Directions:
1. From the passage on cloning a Glenlea wheat gene, copy out word for word the portion starting at "Protein increased" and ending at "winter wheat variety.".
2. Render this sentence from the passage on cloning a Glenlea wheat gene in Spanish: "However, it could take years before this scientific advance leads to improved varieties for farmers."
3. Carry the passage on cloning a Glenlea wheat gene forward, picking up after its final sentence.

Passage provided:
━━━━━━━━━━━━━━━━━━━━
The researcher from Agriculture Canada’s cereal centre in Winnipeg has cloned a gene that helps give Glenlea wheat its extra-strong qualities.
The gene is responsible for one of the proteins in Glenlea. Other scientists at the centre will put the gene back into wheat to see if it improves the dough made from the wheat. Cloutier said the protein from each gene accounts for two percent of the total protein in the plant.
Protein increased
“So if we were able to reintroduce one or two copies, we could probably increase the total protein percent by a fraction,” she said. “The more protein you have, the more money you get for your wheat.”
However, it could take years before this scientific advance leads to improved varieties for farmers.
Cloutier said cloning the gene wasn’t easy. Finding the 3,000-nucleotide gene in a sea of genetic material 16 billion nucleotides in size “is really going to pick a needle in a haystack,” she said.
“If you had no knowledge of what this gene looked like, this approach would not work.”
Fortunately, Cloutier knew what it looked like because U.S. researchers had cloned a similar gene from a winter wheat variety.
By heating and cooling the genetic material and adding enzymes in a technique called polymerase chain reaction, she was able to create more of the gene. Then, she inserted it into another piece of DNA that lives inside bacteria.
━━━━━━━━━━━━━━━━━━━━
Record set:
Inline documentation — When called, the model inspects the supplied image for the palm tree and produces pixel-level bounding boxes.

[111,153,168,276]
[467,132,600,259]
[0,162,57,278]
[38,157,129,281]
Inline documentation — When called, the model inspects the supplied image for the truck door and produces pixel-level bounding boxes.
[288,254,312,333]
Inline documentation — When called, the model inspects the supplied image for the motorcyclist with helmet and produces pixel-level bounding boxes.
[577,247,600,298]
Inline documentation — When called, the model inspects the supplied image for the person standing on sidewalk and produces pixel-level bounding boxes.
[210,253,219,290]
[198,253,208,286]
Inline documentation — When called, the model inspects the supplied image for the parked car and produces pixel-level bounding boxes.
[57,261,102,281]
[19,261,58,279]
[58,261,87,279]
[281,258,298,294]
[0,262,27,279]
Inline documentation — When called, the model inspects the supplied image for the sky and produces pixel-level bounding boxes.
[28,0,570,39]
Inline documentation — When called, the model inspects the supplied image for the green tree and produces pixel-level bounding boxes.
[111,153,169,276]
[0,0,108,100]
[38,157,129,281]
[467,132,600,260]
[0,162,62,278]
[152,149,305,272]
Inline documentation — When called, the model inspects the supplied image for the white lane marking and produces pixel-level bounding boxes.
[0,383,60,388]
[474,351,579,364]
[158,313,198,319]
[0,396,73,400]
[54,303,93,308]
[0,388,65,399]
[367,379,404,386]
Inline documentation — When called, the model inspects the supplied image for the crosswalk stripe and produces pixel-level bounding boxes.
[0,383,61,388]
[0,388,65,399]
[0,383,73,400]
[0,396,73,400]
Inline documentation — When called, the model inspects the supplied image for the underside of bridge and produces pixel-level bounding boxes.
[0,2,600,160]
━━━━━━━━━━━━━━━━━━━━
Responses per task:
1.
Protein increased
“So if we were able to reintroduce one or two copies, we could probably increase the total protein percent by a fraction,” she said. “The more protein you have, the more money you get for your wheat.”
However, it could take years before this scientific advance leads to improved varieties for farmers.
Cloutier said cloning the gene wasn’t easy. Finding the 3,000-nucleotide gene in a sea of genetic material 16 billion nucleotides in size “is really going to pick a needle in a haystack,” she said.
“If you had no knowledge of what this gene looked like, this approach would not work.”
Fortunately, Cloutier knew what it looked like because U.S. researchers had cloned a similar gene from a winter wheat variety.

2. Sin embargo, podrían pasar años antes de que este avance científico dé lugar a variedades mejoradas para los agricultores.

3.
“Bacteria multiply really fast: About double every eight minutes,” Cloutier explained.
“Overnight, you can get millions of copies that you can conserve forever.”
She put the bacteria in glycerol and stores it in a freezer to keep it dormant until she wants to grow some more bacteria and extract the DNA.
Appearance a mystery
There are about 30 other protein genes she wants to clone. But unlike her work so far, she doesn’t know what they all look like.
Over the next few years, the centre will work on a library of the complex genetic material of Glenlea wheat. Cloutier will chop the 16 billion pieces into smaller chunks of DNA about 150,000 nucleotides in size, and put them into bacteria. Then, scientists can look at the smaller colonies to find the genes responsible for the proteins.
“Rather than working with the 16 billion base pair in one little pot, you deal with it in pieces, and you try to put the puzzle back together and look for those sequences you’re interested in.”